DOCUMENT SECTION =>
--- Start ---

-2

I have a question about SQL indexing in my theory class. It asks me to choose which column should be indexed to optimize these 2 queries: (This is 'paper' question so I am not provided the database to test these indexes with EXPLAIN)

1, First query.

SELECT BranchName, No_Of_Copies 
FROM BOOK as B, BOOK_COPIES as BC, LIBRARY_BRANCH as LB
WHERE B.BookId = BC.BookId and BC.BranchId=LB.BranchId and title ="The Lost Tribe";

I have the answer of this one, which is that BOOK.title, BOOK_COPIES.BranchId and LIBRARY_BRANCH.BranchId should be used for indexing. However, I don't really understand why BOOK.BookId and BOOK_COPIES.BookId are not chosen for indexing.

2, Second query

SELECT B.cardNo, Name, Address, COUNT(BookId,BranchId) 
FROM BORROWER as B, BOOK_LOANS as BL
WHERE (BL.CardNo=B.CardNo)
GROUP BY B.CardNo, Name, Address
HAVING COUNT(BL.BookId, BranchId)>5;

Would it be optimized if I create index on BOOK_LOANS.CardNo, BORROWER.CardNo, Name and Address ?

  • 3
    "This is 'paper' question so I am not provided the database to test these indexes" -- The paper won't stop you from creating a test database by *yourself*... – sticky bit Jun 15 '21 at 11:43
  • Incidentally, since 1992, your first query would normally be written this way: `SELECT lb.branchname, bc.no_of_copies FROM book b JOIN book_copies bc ON bc.bookid = b.bookid JOIN library_branch lb ON lb.branchid = bc.branchid WHERE title = "the lost tribe";` – Strawberry Jun 15 '21 at 12:00
  • And what does `COUNT(BookId,BranchId)` do? – Strawberry Jun 15 '21 at 12:02

1 Answers1

0

That class needs to be updated. Using commas in JOIN is antiquated; the new style uses JOIN .. ON

The question is ambiguous -- what table contains title? I'll assume it is B.

--- End ---

REQUIREMENTS =>
- A) Answer these from the SQL indexing thread:
(i) Which columns does the asker's given answer choose for indexing the first query?
(ii) Since what year, according to one comment, would the first query normally be written with JOIN syntax?
(iii) What word does the reply use for joining tables with commas?
- B) In the SQL indexing thread, why does the reply assume that the title column belongs to B?
- C) Carry on the reply in the SQL indexing thread, starting after its last sentence.

RECORDED INFORMATION =>
--- Start ---

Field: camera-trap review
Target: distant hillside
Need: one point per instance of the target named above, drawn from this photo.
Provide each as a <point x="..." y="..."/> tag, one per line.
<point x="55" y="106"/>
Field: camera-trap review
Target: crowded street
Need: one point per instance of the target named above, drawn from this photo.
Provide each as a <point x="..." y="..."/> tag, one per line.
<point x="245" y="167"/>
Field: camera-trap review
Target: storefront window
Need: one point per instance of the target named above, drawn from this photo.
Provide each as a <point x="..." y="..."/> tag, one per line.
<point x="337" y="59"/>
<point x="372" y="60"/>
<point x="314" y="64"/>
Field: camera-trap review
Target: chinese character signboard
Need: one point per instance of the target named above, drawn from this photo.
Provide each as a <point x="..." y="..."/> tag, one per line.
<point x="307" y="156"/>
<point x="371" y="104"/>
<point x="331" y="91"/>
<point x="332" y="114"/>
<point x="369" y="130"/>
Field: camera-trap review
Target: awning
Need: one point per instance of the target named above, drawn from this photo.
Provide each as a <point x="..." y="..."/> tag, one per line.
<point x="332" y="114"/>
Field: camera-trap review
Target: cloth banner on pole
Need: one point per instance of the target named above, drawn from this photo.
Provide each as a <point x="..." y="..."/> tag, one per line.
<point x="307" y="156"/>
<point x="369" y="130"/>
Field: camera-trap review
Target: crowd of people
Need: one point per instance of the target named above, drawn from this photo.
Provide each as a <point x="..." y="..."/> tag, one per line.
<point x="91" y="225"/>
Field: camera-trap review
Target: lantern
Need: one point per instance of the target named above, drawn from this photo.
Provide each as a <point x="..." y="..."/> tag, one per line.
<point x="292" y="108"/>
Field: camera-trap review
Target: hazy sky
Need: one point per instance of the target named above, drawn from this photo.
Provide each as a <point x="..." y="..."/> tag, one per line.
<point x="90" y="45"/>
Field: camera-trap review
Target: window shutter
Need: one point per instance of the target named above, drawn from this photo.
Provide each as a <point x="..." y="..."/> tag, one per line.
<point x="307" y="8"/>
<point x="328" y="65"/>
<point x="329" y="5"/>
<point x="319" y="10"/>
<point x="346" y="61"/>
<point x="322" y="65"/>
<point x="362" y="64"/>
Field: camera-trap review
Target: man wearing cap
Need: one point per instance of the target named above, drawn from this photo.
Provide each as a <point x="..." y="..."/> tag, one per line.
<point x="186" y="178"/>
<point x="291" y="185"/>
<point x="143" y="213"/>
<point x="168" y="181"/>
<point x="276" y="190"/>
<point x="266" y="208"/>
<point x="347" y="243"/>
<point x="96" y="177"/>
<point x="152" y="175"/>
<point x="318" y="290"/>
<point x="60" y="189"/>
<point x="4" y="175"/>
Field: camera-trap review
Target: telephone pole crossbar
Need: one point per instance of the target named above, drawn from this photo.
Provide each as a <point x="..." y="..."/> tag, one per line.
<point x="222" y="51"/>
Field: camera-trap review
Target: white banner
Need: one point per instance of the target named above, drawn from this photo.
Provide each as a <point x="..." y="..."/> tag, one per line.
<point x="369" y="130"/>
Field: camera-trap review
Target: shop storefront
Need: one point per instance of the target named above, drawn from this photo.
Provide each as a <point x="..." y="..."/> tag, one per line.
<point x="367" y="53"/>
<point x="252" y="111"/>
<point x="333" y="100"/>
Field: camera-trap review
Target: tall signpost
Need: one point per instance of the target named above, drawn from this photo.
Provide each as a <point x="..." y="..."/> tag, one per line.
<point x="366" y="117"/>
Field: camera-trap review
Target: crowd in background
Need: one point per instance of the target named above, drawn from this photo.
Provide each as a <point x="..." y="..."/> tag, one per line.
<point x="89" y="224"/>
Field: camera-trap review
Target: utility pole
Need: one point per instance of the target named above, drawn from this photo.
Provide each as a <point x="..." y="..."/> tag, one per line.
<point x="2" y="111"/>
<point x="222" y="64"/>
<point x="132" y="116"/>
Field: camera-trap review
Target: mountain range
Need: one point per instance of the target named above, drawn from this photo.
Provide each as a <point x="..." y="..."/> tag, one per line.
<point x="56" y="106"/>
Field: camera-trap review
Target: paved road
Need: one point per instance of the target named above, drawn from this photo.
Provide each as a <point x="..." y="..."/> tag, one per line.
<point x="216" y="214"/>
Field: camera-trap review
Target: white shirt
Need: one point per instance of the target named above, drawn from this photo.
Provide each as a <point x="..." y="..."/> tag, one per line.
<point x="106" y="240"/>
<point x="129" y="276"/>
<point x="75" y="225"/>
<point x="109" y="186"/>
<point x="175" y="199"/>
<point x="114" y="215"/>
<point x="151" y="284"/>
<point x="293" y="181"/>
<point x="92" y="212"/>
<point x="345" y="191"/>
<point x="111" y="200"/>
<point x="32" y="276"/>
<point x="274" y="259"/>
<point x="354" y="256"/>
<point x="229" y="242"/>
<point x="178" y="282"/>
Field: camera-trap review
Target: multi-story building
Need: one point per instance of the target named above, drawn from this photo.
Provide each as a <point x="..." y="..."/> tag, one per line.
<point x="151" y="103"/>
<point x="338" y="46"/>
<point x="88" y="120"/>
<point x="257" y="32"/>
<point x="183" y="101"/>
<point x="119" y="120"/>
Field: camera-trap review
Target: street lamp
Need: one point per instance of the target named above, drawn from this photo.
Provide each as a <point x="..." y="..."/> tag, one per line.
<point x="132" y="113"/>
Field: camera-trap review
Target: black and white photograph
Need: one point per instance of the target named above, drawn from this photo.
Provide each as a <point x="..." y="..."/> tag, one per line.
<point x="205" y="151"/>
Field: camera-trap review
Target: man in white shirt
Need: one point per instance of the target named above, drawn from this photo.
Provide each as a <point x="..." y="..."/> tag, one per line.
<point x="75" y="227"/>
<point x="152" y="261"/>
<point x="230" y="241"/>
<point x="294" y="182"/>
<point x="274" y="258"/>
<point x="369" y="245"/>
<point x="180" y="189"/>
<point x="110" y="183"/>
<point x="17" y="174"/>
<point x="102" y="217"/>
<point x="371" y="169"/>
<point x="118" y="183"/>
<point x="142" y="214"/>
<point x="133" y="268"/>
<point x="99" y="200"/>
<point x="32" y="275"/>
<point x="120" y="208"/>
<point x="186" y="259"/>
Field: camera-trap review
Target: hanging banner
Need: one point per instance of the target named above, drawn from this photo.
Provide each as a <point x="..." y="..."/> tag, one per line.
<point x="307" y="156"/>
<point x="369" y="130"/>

--- End ---
--- Start ---

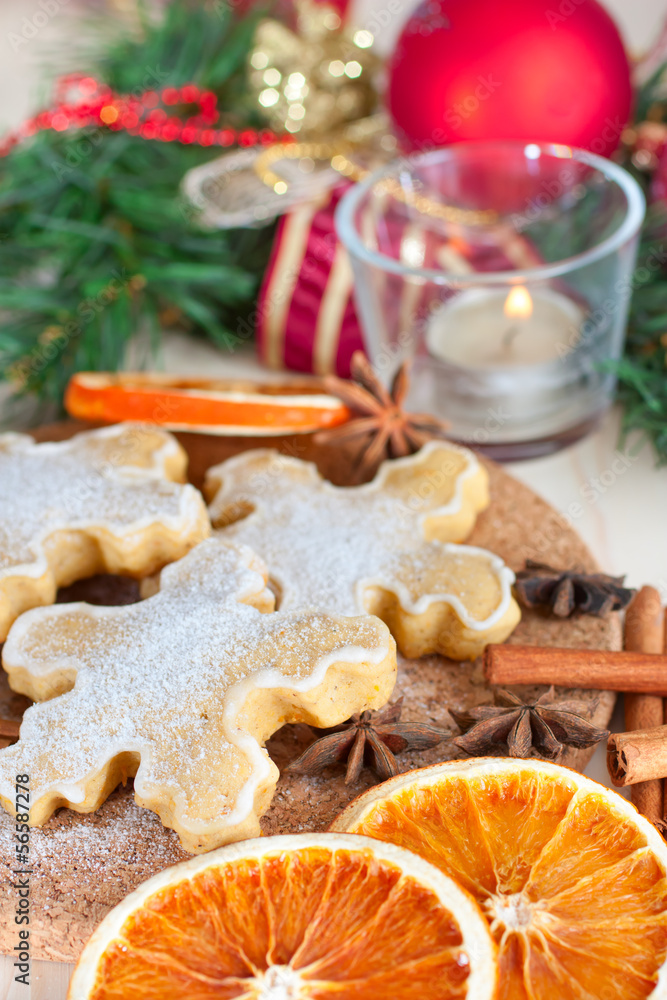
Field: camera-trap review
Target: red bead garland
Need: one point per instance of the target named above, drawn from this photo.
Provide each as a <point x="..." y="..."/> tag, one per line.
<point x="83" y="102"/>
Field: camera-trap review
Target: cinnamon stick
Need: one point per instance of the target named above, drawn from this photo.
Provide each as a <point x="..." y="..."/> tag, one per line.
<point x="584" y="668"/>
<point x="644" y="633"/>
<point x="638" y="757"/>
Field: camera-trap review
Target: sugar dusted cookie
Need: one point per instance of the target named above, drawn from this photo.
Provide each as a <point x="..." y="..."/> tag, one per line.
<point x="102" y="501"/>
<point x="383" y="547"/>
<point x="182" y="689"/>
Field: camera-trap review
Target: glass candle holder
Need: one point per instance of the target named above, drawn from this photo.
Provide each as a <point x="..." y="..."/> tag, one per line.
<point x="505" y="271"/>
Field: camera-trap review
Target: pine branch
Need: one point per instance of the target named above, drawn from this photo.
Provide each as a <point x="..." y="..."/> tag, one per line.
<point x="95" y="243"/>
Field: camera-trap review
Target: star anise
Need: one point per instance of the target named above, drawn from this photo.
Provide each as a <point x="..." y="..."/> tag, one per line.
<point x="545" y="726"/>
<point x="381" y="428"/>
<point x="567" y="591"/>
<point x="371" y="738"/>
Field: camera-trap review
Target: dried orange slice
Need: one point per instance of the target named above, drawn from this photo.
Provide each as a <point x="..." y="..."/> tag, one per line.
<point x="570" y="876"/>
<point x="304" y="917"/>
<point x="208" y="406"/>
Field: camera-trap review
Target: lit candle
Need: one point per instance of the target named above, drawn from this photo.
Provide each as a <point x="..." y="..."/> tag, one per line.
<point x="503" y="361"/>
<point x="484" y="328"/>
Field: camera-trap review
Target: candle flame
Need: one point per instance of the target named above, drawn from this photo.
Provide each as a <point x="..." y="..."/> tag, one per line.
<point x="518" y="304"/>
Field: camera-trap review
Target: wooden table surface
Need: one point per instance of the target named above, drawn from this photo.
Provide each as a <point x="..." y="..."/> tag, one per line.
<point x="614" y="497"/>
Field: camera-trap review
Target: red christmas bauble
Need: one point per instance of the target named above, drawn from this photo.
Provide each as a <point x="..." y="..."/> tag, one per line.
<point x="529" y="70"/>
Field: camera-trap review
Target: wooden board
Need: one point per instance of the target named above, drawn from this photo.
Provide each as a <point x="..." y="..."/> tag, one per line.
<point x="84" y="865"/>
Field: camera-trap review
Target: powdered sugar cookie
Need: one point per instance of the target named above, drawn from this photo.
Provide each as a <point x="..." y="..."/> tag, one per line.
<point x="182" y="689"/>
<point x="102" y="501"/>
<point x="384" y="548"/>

--- End ---
--- Start ---

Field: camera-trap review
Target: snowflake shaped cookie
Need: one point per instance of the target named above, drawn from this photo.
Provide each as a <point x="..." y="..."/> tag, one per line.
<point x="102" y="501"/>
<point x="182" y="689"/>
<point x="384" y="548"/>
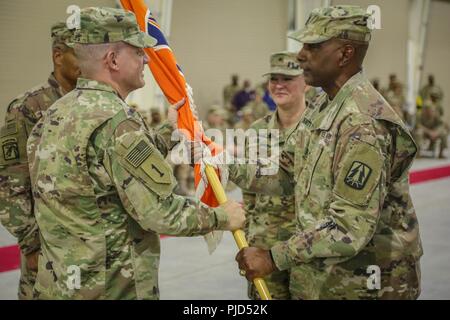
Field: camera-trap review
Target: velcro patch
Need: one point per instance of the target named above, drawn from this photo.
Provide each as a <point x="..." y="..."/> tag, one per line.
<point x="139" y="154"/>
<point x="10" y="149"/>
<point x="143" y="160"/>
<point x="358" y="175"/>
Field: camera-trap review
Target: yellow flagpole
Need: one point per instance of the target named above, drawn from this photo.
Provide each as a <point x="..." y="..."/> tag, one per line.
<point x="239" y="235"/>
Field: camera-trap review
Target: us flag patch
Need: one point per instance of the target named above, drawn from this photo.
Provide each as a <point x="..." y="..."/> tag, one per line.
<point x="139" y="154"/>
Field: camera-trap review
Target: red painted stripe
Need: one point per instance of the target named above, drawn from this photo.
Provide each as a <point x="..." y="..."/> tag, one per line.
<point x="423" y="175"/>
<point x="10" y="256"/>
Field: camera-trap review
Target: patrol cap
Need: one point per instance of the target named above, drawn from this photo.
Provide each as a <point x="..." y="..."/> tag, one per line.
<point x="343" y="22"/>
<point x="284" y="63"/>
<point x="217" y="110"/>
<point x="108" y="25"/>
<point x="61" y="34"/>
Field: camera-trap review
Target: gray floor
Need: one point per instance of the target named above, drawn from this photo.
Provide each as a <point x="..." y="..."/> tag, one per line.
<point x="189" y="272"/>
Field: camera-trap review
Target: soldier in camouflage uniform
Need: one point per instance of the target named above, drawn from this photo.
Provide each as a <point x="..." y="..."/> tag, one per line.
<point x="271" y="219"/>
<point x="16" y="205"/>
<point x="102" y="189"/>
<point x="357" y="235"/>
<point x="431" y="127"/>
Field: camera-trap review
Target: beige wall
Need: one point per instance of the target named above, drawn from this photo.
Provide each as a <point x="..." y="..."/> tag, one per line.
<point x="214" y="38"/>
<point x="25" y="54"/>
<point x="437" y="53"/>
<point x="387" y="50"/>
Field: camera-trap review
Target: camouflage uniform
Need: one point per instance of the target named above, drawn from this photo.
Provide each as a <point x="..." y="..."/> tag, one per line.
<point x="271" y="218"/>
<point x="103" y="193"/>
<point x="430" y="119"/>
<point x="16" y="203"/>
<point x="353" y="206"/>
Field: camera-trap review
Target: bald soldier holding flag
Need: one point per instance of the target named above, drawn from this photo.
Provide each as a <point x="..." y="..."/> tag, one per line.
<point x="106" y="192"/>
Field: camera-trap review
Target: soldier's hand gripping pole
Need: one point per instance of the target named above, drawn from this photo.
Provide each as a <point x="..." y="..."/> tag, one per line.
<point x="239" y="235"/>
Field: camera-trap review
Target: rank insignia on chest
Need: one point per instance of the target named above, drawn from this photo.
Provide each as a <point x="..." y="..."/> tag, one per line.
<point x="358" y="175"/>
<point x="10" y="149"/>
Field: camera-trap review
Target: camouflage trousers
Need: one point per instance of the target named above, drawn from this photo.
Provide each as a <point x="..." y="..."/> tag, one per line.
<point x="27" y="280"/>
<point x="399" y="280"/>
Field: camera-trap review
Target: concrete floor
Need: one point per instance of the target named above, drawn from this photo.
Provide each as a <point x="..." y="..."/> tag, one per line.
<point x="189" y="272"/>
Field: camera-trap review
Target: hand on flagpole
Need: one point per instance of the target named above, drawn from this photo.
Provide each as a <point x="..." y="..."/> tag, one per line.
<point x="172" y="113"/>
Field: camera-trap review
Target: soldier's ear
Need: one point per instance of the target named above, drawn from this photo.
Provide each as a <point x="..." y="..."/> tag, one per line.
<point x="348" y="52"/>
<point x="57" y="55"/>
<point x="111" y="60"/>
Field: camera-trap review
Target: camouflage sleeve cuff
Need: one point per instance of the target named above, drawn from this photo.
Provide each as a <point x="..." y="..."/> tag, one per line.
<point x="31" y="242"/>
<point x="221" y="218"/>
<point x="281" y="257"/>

--- End ---

OUTPUTS FOR THE TASKS =>
- A)
(i) BOOK.title, BOOK_COPIES.BranchId and LIBRARY_BRANCH.BranchId.
(ii) 1992.
(iii) Antiquated.

- B) The reply calls the question ambiguous because the query doesn't say which table contains title. To get past that ambiguity, it assumes title is in B.

- C)
  1. Since the only filtering is on title, The Optimizer will pick B as the first table to look at:

     B needs INDEX(title)
    
  2. From B, it can reach for BC:

     BC needs INDEX(BookId)
    
  3. Similarly:

     LB needs INDEX(BranchId)
    

If you are using MySQL, be aware that a PRIMARY KEY is an index. And every table needs a PRIMARY KEY. Also a PRIMARY KEY is necessarily unique. So, when I said "needs", you may find that there is already a PRIMARY KEY satisfying the need.

More: http://mysql.rjweb.org/doc.php/index_cookbook_mysql

I will quibble with the schema -- why is the "number of books" not simply a column in Books?

As for query 2, it is even less clear which table each column might be in.

Do be aware that an INDEX can contain only columns from a single table.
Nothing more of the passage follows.